#### 指示:
A) 抜粋に登場する人名をすべて挙げてください。
B) 抜粋の「できるだけ自分がいろんな場所」から「ラボ感も話題になりますよね。」までを、「声をかけています」を「話しかけています」に差し替えたうえで示してください。

できるだけ自分がいろんな場所に行って、あの人いいなって思ったらその人に声をかけています。それを徹底することで、半径15メートル以内の見え方になる。逆にそれ以外のことは、僕は取り扱えないですね。
他の雑誌ではやっていないプレミア感、たとえばスタイリストの小山田孝司×伊丹豪、女優の成海璃子さんの起用など、『STUDY』特有のコラボ感も話題になりますよね。
そこは全く狙ってないですね。それは逆にダサいのではないでしょうか。狙ったらアガリが悪くなってしまうと思うんです。
編集者は、みんなが求めているもの、当たり前に求めているものを可視化するという役割と捉えています。今の時代だったら当然でしょ、という感覚ですね。なのでそれがプレミアだという風にはまったく思っていません。
小さい会話のふしぶしから自分がヒントを得てつなぎ合わせていくので、なぜそうなったかというのは言葉にするのは難しいんですね。同じカテゴリーの中で仲良しごっこをやるのは楽。ただそれって、普通の雑誌がやることであって……日本は階級もないし、もっとフラットな世界だと思うんです。だから、僕はそもそも既存のカテゴライズに疑問を持っている。個人を見てそれぞれの言語を引っ張り出して、つなげていくという、丁寧な作業が必要だと思います。

#### データ抜粋:
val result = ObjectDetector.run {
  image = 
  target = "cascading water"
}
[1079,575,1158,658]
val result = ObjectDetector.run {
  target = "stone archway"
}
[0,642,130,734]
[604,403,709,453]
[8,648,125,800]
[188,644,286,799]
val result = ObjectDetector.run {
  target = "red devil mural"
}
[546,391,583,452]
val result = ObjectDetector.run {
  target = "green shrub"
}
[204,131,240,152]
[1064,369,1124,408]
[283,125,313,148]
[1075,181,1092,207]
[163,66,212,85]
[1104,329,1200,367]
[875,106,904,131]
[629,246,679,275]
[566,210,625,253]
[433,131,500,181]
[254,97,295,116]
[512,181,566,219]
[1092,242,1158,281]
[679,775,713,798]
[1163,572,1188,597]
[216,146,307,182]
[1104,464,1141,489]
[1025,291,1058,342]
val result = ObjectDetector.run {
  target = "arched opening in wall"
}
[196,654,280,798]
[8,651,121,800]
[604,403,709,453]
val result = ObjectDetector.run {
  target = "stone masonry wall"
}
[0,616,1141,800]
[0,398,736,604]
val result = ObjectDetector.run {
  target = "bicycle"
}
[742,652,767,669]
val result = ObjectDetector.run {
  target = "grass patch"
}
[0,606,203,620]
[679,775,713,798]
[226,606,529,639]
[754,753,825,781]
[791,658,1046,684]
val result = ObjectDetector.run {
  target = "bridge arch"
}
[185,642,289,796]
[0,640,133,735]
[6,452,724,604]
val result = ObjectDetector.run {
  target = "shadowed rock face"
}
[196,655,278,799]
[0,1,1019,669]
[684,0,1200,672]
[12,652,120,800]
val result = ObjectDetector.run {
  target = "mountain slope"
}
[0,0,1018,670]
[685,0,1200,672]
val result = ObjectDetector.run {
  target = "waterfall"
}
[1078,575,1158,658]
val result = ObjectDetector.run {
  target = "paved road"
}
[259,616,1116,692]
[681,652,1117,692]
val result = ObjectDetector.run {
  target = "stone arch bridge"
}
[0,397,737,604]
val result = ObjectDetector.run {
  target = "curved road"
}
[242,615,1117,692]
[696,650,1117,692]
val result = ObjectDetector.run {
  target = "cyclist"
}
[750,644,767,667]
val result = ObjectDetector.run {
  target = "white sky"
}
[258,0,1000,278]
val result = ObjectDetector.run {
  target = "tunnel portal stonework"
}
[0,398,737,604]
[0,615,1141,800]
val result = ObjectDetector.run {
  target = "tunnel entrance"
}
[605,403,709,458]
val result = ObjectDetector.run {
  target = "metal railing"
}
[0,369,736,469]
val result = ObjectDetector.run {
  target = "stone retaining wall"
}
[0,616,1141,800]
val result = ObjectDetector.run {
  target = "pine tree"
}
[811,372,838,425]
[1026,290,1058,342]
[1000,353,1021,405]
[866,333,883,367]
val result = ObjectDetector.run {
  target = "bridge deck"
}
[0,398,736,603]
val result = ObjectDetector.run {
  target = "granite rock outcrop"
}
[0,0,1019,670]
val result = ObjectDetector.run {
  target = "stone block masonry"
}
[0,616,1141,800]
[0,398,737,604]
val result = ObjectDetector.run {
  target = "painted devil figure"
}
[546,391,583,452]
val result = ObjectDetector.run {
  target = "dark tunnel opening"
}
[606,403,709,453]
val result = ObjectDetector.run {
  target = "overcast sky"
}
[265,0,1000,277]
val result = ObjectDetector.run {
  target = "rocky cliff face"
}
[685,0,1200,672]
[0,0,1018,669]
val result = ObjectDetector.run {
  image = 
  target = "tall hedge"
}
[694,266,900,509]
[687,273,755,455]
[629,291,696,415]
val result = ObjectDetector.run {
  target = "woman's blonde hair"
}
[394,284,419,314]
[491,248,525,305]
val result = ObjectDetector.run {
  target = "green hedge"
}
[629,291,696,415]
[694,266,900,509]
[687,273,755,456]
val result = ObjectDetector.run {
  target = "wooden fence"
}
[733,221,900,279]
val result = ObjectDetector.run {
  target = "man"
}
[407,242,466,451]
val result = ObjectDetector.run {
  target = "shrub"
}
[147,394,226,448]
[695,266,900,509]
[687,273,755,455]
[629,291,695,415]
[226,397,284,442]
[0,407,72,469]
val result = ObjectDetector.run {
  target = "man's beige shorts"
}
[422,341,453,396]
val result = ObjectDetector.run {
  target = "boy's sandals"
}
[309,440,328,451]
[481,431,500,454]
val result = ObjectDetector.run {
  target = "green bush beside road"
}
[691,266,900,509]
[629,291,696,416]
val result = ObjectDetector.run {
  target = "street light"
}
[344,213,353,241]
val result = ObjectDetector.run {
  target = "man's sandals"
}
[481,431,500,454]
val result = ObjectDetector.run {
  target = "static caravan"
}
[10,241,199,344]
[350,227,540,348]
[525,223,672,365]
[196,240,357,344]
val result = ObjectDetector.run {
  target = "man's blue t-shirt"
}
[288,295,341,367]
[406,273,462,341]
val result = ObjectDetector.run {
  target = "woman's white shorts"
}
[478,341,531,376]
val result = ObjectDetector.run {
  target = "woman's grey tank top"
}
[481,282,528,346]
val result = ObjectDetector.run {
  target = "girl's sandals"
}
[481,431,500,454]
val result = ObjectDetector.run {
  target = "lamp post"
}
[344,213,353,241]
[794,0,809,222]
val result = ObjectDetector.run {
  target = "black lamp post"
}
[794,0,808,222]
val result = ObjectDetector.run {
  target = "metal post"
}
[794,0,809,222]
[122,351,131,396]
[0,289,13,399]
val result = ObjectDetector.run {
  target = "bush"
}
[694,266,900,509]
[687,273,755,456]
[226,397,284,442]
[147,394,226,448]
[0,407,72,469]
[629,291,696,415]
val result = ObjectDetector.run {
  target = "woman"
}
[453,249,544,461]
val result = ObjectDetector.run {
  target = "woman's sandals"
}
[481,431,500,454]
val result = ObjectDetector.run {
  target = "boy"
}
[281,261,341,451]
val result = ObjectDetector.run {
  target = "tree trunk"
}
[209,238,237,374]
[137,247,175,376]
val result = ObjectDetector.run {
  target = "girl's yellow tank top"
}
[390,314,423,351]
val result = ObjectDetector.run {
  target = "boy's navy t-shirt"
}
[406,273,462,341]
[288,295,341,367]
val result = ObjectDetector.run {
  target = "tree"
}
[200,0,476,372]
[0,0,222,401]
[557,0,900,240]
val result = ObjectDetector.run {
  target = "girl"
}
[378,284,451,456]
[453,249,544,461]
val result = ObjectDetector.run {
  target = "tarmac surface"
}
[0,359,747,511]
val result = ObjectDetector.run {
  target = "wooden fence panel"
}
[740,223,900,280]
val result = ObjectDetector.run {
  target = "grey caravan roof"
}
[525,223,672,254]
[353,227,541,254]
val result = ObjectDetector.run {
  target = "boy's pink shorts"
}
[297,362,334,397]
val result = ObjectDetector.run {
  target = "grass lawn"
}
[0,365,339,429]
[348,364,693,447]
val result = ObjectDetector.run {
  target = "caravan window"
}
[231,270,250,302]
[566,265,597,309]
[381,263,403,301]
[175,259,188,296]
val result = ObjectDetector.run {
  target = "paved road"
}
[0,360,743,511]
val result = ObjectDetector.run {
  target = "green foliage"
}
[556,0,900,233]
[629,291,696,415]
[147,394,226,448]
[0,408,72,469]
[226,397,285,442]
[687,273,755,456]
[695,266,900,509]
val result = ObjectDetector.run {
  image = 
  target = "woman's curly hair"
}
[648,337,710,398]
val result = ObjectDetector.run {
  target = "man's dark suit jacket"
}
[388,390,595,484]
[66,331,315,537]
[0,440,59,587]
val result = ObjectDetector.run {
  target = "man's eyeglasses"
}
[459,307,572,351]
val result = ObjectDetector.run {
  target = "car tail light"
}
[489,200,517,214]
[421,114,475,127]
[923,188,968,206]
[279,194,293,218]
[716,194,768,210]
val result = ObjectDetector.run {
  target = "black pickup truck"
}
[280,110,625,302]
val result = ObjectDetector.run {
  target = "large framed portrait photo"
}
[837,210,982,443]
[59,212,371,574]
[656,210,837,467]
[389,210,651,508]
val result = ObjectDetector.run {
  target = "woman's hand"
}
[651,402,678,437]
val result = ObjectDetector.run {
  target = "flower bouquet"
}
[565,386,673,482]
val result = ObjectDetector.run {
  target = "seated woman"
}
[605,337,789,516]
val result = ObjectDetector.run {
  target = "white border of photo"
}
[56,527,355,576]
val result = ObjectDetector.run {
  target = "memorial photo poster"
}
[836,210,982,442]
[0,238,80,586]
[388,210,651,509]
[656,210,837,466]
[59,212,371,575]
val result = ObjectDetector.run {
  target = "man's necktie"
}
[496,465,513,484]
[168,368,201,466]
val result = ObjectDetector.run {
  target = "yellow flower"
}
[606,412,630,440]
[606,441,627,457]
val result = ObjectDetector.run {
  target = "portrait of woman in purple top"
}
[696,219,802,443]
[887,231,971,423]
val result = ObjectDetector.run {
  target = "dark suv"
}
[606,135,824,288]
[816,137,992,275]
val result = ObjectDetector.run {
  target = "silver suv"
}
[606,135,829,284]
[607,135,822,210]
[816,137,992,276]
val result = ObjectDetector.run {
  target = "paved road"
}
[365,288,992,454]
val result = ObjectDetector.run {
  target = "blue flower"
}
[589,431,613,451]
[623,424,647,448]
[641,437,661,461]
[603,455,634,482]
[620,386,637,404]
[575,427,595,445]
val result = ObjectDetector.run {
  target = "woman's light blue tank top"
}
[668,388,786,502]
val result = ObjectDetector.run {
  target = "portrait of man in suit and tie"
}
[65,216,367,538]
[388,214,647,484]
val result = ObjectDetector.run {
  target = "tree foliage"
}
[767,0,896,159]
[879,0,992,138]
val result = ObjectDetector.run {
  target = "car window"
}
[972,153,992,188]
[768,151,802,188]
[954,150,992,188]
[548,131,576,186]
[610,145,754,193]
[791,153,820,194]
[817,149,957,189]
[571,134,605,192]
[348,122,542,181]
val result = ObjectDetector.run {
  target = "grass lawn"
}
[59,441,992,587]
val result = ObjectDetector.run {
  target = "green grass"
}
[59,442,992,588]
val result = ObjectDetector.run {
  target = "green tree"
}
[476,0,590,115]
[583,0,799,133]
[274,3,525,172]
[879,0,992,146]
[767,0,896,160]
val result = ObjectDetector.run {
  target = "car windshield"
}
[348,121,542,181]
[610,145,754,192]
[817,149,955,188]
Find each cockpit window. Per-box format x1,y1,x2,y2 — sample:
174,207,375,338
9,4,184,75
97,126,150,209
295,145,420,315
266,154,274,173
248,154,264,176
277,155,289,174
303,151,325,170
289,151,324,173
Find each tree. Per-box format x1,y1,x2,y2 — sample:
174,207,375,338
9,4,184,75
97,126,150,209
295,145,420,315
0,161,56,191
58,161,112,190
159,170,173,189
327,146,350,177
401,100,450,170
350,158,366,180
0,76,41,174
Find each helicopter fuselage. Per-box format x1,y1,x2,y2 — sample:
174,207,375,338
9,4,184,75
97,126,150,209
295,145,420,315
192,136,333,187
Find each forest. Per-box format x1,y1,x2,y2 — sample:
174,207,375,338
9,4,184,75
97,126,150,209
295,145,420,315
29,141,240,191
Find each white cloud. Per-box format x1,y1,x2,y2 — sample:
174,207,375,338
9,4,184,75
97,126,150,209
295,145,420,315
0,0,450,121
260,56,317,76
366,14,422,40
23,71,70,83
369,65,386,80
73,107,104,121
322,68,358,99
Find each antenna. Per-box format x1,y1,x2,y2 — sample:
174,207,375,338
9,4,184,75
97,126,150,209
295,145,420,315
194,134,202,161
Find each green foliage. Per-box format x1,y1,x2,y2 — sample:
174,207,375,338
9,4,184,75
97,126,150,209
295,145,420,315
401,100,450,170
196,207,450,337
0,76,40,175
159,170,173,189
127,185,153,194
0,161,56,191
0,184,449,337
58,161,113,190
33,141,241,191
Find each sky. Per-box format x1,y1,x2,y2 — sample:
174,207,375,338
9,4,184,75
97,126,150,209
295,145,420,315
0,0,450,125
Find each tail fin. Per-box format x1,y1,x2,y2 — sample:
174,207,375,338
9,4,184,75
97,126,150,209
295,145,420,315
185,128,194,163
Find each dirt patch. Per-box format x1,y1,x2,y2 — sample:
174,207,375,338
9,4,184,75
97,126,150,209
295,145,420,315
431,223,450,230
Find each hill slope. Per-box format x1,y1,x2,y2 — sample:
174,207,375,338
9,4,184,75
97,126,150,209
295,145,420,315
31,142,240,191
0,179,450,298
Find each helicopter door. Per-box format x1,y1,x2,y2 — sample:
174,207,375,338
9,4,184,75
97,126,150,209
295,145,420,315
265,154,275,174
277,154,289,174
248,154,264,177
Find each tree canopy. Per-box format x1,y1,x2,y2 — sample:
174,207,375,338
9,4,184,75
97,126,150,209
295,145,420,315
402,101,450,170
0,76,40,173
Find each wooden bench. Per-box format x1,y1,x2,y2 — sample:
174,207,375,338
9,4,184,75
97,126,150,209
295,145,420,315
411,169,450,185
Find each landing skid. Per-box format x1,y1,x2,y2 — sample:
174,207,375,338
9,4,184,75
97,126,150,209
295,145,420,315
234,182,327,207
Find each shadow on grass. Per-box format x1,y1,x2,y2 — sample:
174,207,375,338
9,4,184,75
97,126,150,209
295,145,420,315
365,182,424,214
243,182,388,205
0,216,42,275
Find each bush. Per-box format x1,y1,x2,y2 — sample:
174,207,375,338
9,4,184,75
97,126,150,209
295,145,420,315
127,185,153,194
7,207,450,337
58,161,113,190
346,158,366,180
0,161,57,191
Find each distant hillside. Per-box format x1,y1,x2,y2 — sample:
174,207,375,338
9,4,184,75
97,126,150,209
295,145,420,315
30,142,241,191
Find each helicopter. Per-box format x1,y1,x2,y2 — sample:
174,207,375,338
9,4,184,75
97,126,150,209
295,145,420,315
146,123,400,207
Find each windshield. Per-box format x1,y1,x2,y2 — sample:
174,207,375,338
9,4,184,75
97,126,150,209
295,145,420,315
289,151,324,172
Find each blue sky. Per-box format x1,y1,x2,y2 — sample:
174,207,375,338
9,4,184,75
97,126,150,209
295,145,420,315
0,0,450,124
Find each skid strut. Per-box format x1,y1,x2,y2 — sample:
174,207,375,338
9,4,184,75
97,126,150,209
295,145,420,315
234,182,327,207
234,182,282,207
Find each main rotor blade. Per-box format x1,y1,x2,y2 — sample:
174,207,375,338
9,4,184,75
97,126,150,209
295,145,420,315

#### 回答:
A) 小山田孝司、伊丹豪、成海璃子

B)
できるだけ自分がいろんな場所に行って、あの人いいなって思ったらその人に話しかけています。それを徹底することで、半径15メートル以内の見え方になる。逆にそれ以外のことは、僕は取り扱えないですね。
他の雑誌ではやっていないプレミア感、たとえばスタイリストの小山田孝司×伊丹豪、女優の成海璃子さんの起用など、『STUDY』特有のコラボ感も話題になりますよね。